# [Exercise requirements]
Copy the mailing-list exchange about hash input ordering word for word, from "On Fri, Jul 6, 2018 at 6:00" up to and including "bytes(x(R)) || m)".

# [Text provided]
--*--
On Fri, Jul 6, 2018 at 6:00 PM, Gregory Maxwell <greg@xiph.org> wrote:
On Fri, Jul 6, 2018 at 9:05 PM, Russell O'Connor via bitcoin-dev
<bitcoin-dev@lists.linuxfoundation.org> wrote:
> If the inputs to hash were reordered as hash(bytes(dG) || bytes(x(R)) || m)
> then there is an opportunity for SHA256 expander to be partially prefilled
> for a fixed public key.  This could provide a little benefit, especially
> when multiple signatures for a single public key need to be generated and/or
> verified.  If all things are otherwise equal, perhaps this alternate order
> is better.

There is a minor design preference to have message before nonce when
H() is a MD-style hash function.  Say the attacker knows some weakness
in H and can find pairs of messages m and m' so that the compression
function results in the same midstate.  He could then ask you to sign
m but get a signature that also works for m'.   If the signer
controlled R value comes first, then this doesn't work.    The pubkey
being where it is in the current design just follows from the idea
that it is just logically prepended on the message.  I don't think the
pubkey is sufficiently attacker controlled that the above argument
would apply,  so H(P || R.x || m) would be okay.
--*--
# [Input data]

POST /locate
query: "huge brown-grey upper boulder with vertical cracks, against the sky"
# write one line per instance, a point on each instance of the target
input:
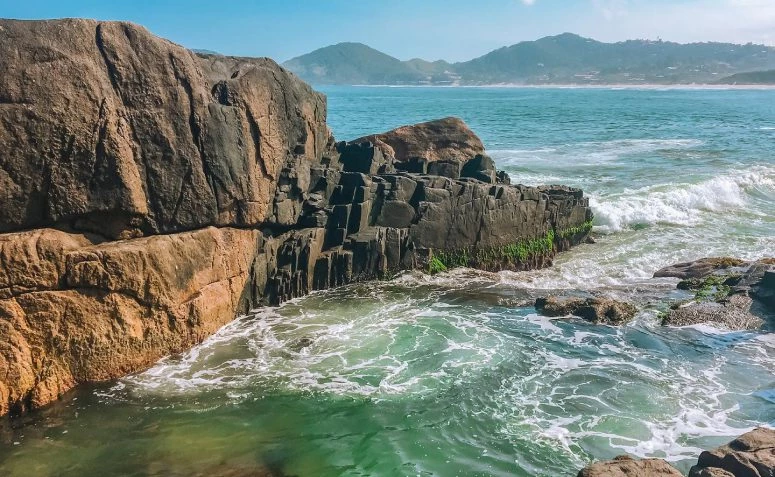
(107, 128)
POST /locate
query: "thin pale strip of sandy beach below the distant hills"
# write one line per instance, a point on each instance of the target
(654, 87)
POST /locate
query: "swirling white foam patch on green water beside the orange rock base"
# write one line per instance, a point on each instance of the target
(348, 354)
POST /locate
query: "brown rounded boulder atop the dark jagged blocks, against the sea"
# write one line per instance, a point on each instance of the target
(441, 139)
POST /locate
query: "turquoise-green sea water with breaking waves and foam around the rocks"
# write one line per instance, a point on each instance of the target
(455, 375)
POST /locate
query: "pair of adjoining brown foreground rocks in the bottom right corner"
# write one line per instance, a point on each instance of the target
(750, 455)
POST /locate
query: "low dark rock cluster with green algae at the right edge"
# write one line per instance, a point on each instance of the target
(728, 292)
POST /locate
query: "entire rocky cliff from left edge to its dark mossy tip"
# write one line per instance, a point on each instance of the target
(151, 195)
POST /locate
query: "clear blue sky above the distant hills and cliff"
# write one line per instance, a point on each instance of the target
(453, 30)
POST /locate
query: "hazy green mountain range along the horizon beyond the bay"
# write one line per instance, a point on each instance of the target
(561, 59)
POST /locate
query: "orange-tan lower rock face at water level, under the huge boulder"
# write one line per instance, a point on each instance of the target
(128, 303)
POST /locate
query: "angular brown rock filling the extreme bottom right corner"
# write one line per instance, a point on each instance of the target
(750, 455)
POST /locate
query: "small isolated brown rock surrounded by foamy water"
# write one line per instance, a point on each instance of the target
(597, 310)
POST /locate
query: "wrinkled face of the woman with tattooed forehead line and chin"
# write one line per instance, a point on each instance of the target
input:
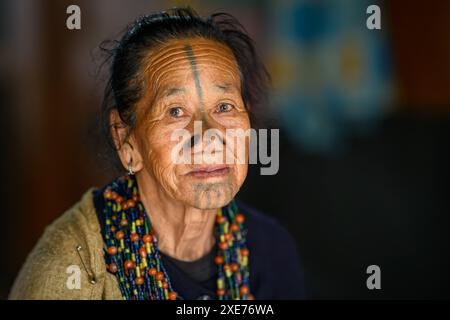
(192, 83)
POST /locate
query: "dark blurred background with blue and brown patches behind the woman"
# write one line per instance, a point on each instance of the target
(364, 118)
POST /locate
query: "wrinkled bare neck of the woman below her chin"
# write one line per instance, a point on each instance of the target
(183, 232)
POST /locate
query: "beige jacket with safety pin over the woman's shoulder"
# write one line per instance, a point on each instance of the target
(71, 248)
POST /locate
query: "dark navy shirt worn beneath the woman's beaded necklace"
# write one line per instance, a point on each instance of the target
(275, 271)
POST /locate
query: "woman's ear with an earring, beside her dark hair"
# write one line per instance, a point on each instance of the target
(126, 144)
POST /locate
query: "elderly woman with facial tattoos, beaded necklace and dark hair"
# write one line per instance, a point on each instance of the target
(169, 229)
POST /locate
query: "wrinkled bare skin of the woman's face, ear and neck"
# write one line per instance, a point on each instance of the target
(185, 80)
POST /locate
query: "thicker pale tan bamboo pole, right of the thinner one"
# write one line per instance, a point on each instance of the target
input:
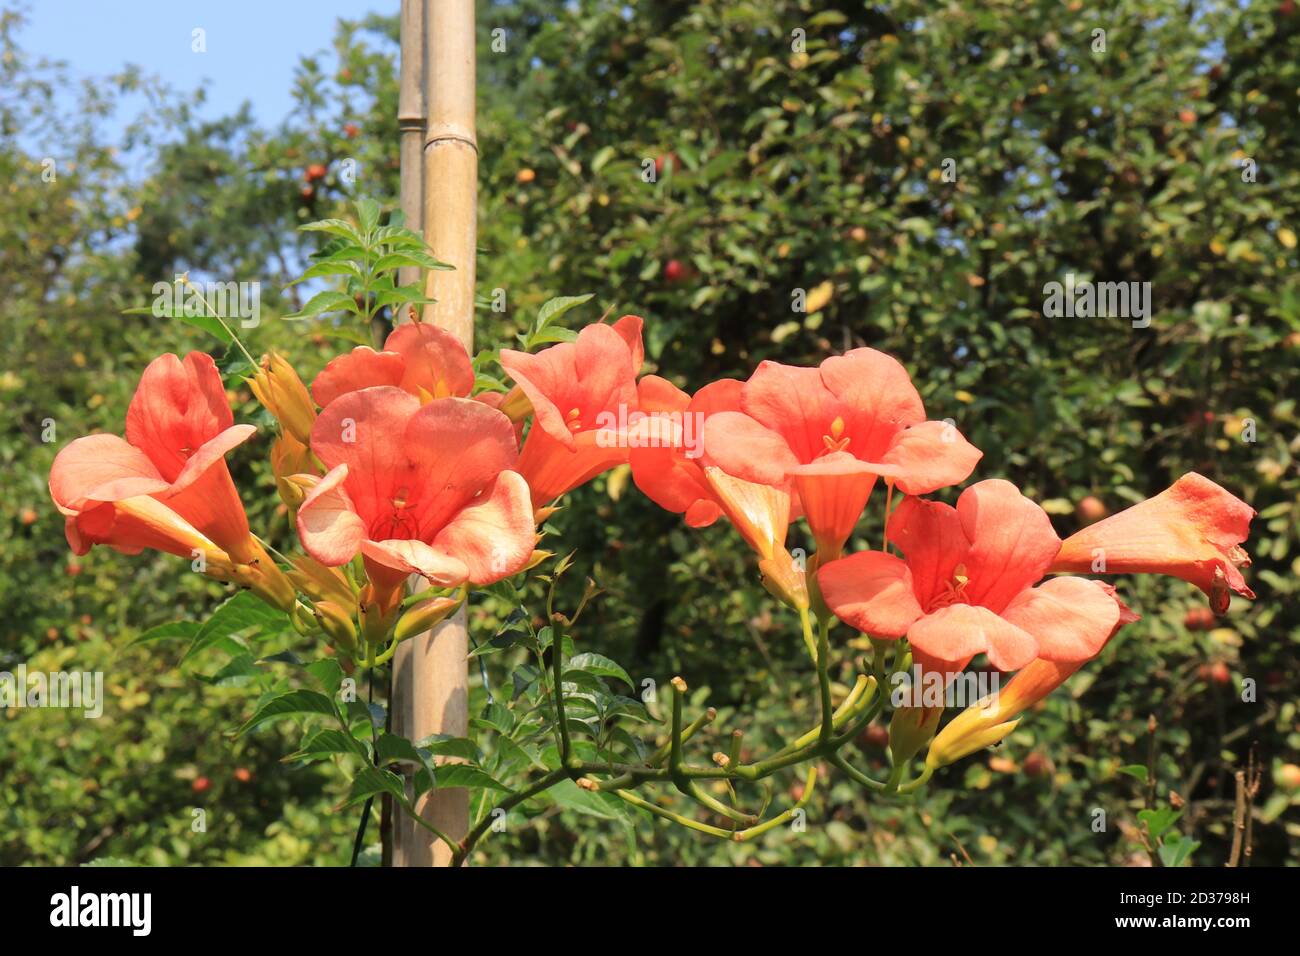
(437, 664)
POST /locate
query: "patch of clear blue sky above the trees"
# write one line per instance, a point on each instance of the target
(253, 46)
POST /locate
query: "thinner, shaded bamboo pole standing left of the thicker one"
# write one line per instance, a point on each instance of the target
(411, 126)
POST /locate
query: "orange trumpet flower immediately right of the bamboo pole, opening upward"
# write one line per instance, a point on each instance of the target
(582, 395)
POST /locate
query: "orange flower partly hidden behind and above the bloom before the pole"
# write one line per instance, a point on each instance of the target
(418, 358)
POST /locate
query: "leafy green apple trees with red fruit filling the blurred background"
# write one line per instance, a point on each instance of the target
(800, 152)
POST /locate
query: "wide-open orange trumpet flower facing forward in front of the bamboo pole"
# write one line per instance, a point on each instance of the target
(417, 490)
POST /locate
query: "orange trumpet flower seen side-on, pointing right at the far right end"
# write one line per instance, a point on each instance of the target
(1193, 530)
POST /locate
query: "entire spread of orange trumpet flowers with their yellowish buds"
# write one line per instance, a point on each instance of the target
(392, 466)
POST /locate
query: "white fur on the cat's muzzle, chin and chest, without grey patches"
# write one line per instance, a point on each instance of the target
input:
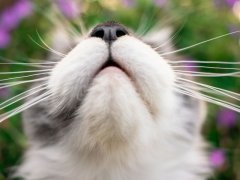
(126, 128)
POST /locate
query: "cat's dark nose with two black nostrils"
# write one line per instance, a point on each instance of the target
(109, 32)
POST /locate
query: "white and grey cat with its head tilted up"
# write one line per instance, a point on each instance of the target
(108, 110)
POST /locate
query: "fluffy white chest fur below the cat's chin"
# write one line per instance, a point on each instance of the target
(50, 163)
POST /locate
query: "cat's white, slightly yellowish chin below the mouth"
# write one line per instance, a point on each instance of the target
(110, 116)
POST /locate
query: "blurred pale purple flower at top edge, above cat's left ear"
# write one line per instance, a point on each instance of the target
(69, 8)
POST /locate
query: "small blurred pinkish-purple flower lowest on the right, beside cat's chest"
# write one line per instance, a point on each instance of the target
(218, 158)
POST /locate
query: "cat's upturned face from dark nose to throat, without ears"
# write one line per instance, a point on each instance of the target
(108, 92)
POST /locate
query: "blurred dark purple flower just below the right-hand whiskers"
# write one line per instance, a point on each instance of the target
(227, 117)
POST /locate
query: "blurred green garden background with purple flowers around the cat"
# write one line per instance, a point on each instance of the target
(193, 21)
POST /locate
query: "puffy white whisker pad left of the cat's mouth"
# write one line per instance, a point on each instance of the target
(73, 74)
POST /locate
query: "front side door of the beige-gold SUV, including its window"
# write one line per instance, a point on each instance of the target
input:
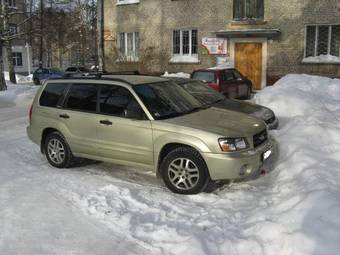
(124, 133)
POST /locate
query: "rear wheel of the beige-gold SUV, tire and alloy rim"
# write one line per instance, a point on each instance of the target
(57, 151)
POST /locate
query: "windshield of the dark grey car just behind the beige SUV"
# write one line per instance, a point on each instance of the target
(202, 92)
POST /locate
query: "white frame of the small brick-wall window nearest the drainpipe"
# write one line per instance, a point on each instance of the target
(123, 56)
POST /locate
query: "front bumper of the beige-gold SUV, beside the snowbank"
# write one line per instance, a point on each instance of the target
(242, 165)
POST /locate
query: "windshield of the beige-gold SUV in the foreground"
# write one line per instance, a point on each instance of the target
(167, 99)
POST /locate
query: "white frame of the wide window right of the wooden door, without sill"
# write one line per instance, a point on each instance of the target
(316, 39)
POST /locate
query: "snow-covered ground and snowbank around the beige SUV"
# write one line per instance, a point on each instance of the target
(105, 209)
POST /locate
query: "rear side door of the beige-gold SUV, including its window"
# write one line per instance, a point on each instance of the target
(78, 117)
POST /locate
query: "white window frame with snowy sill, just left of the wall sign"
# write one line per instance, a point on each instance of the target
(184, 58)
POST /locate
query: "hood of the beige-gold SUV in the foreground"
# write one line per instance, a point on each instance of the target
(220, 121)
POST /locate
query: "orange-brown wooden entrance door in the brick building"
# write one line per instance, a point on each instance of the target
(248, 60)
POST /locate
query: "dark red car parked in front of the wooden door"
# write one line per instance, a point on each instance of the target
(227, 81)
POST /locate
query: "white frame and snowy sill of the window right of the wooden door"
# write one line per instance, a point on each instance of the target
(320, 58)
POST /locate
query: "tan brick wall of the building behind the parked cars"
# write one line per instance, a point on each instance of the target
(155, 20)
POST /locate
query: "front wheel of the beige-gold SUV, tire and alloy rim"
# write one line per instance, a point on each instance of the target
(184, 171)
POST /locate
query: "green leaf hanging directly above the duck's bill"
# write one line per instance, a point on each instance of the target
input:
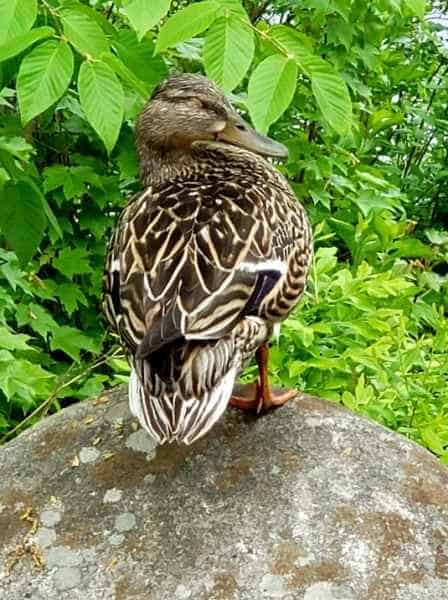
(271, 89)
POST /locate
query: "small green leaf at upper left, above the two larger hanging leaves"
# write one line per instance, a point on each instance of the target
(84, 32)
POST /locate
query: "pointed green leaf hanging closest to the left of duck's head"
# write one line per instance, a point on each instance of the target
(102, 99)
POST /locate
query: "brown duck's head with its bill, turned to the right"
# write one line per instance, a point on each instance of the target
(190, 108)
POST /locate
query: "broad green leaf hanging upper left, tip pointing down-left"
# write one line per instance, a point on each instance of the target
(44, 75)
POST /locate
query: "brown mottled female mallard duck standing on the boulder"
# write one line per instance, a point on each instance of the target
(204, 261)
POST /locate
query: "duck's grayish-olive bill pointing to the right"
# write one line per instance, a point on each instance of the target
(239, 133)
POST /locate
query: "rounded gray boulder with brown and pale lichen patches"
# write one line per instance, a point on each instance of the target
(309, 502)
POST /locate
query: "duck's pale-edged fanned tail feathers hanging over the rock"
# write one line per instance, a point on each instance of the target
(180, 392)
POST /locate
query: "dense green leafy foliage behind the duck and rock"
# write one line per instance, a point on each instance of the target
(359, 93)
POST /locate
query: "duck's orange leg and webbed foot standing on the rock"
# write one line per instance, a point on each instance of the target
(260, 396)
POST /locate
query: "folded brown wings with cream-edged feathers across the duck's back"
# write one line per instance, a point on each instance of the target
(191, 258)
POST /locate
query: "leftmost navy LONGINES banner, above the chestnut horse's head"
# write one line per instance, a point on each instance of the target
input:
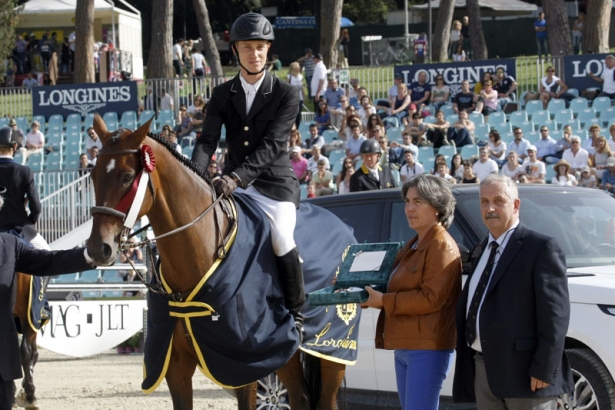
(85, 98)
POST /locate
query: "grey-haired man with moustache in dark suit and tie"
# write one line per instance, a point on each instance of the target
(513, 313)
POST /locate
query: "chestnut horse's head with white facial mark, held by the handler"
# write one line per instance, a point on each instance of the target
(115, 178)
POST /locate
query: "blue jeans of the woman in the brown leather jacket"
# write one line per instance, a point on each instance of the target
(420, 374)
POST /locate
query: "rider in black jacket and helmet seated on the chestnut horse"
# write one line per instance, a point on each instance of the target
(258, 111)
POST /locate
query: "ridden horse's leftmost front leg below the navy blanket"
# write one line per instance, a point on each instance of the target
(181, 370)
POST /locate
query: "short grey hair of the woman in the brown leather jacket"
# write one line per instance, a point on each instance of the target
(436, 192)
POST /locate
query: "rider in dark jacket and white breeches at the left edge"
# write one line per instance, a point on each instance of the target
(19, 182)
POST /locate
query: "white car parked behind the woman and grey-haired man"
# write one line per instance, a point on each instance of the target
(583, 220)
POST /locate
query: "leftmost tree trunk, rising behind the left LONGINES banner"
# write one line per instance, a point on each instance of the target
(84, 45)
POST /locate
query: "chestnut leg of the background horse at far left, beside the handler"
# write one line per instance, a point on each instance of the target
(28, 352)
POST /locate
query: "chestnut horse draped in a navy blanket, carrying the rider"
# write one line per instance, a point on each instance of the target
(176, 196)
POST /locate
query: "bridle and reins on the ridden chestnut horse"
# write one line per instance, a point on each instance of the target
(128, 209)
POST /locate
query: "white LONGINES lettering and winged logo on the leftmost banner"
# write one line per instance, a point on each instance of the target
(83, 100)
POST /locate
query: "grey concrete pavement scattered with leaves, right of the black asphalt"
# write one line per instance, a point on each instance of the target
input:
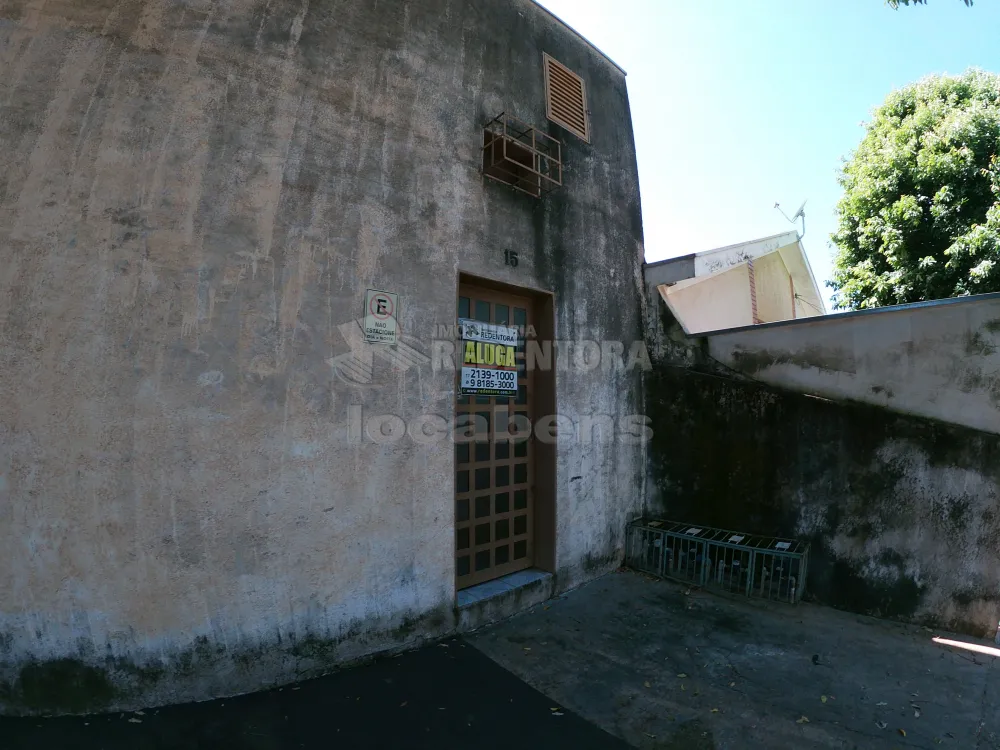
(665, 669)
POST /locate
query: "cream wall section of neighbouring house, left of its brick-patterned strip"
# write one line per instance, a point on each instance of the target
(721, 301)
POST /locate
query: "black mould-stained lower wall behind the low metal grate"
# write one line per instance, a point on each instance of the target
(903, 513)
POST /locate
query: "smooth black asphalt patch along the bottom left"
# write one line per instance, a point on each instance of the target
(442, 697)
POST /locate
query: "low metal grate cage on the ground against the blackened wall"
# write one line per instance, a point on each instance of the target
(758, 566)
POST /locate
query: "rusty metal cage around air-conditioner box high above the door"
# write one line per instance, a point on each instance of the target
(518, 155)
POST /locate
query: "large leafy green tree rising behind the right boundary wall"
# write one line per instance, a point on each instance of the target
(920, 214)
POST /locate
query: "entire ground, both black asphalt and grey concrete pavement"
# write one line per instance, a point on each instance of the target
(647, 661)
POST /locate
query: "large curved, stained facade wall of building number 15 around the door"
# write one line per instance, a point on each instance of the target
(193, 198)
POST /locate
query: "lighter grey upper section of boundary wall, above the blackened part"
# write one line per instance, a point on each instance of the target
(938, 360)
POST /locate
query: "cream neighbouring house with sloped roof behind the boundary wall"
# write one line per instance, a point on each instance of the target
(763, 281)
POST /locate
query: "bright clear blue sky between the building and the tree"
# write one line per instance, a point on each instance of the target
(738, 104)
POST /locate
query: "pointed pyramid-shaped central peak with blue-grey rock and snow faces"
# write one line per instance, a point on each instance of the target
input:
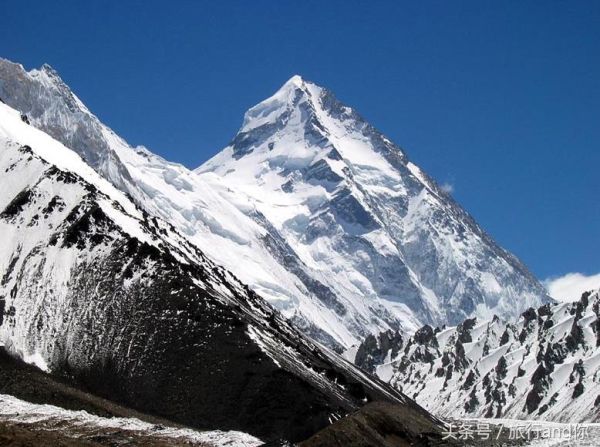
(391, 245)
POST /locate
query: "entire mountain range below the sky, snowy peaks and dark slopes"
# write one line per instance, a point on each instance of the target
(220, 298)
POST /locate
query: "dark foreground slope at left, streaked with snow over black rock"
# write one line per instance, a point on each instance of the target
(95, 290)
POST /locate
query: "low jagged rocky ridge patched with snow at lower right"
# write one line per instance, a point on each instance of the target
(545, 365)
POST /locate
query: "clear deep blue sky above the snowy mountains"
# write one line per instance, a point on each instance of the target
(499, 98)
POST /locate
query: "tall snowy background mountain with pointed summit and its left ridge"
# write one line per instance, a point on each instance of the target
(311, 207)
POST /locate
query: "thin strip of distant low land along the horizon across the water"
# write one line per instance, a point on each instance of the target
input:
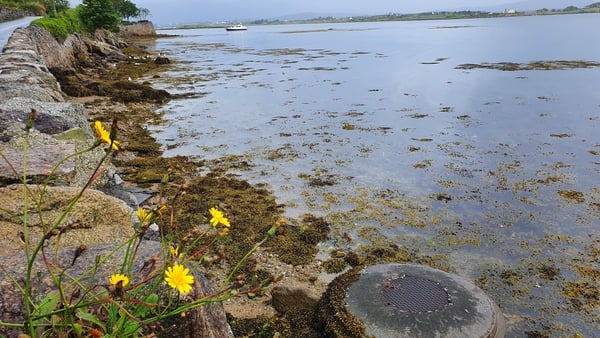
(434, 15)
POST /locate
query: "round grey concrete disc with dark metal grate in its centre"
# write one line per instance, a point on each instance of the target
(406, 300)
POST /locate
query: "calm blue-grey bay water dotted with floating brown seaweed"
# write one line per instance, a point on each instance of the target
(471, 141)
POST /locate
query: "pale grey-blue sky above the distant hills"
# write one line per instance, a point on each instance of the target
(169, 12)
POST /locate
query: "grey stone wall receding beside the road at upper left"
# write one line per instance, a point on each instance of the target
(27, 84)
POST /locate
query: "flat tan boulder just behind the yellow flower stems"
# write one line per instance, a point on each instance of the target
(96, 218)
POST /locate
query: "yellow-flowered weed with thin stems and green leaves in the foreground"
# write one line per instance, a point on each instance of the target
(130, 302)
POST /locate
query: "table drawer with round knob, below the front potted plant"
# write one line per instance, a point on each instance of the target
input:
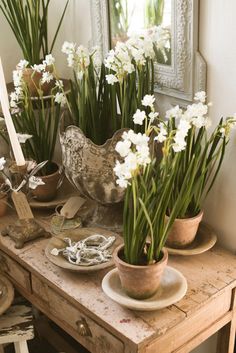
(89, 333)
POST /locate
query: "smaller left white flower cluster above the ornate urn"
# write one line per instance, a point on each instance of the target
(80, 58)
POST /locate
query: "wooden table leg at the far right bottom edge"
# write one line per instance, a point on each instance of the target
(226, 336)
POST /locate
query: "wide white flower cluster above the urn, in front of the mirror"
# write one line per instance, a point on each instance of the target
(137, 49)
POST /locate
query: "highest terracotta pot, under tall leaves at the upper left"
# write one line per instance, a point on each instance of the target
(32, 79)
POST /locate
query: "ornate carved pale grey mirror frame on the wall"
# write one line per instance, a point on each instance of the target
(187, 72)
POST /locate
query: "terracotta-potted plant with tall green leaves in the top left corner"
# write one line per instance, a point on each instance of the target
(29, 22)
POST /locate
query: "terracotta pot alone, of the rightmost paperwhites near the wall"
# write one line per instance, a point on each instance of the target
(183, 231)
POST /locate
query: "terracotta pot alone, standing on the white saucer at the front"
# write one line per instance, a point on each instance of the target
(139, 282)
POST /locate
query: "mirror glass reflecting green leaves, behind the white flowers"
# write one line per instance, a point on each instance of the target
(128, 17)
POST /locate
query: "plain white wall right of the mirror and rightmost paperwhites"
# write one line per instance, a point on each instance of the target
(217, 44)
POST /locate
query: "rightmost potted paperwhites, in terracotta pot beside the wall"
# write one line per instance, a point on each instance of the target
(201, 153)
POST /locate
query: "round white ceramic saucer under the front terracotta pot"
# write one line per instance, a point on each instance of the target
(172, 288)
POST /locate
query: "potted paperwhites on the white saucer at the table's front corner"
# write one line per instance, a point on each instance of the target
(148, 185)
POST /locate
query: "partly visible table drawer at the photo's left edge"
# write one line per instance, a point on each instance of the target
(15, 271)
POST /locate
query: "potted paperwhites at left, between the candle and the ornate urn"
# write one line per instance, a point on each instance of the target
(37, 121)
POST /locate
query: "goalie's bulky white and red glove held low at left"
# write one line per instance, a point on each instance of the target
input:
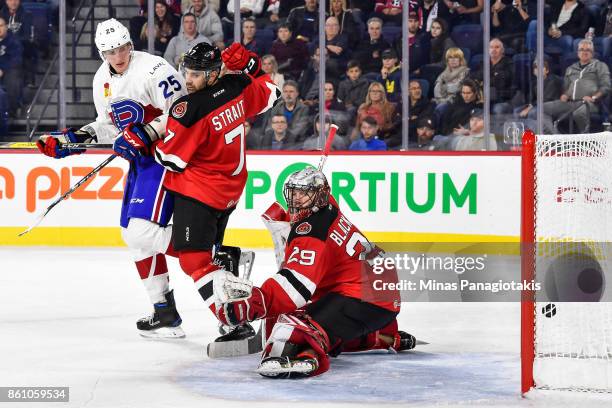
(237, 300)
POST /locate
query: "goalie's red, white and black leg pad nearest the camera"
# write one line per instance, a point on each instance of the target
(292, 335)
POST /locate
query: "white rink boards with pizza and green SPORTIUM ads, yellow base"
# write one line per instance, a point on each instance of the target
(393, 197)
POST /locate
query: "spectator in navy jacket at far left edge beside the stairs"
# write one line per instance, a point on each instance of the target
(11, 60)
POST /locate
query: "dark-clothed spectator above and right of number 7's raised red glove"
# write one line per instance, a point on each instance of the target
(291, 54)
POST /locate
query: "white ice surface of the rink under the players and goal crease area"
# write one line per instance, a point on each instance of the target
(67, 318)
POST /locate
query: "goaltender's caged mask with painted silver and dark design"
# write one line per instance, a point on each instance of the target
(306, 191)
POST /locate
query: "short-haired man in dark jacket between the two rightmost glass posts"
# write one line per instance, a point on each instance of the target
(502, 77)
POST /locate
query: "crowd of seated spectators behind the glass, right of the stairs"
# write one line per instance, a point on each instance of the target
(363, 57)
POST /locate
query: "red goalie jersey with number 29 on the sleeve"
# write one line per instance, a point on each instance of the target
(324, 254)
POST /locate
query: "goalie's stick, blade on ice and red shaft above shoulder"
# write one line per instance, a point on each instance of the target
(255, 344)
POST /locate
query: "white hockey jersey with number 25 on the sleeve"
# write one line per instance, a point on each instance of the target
--*--
# [Answer]
On Fri, Jul 6, 2018 at 6:00 PM, Gregory Maxwell <greg@xiph.org> wrote:
On Fri, Jul 6, 2018 at 9:05 PM, Russell O'Connor via bitcoin-dev
<bitcoin-dev@lists.linuxfoundation.org> wrote:
> If the inputs to hash were reordered as hash(bytes(dG) || bytes(x(R)) || m)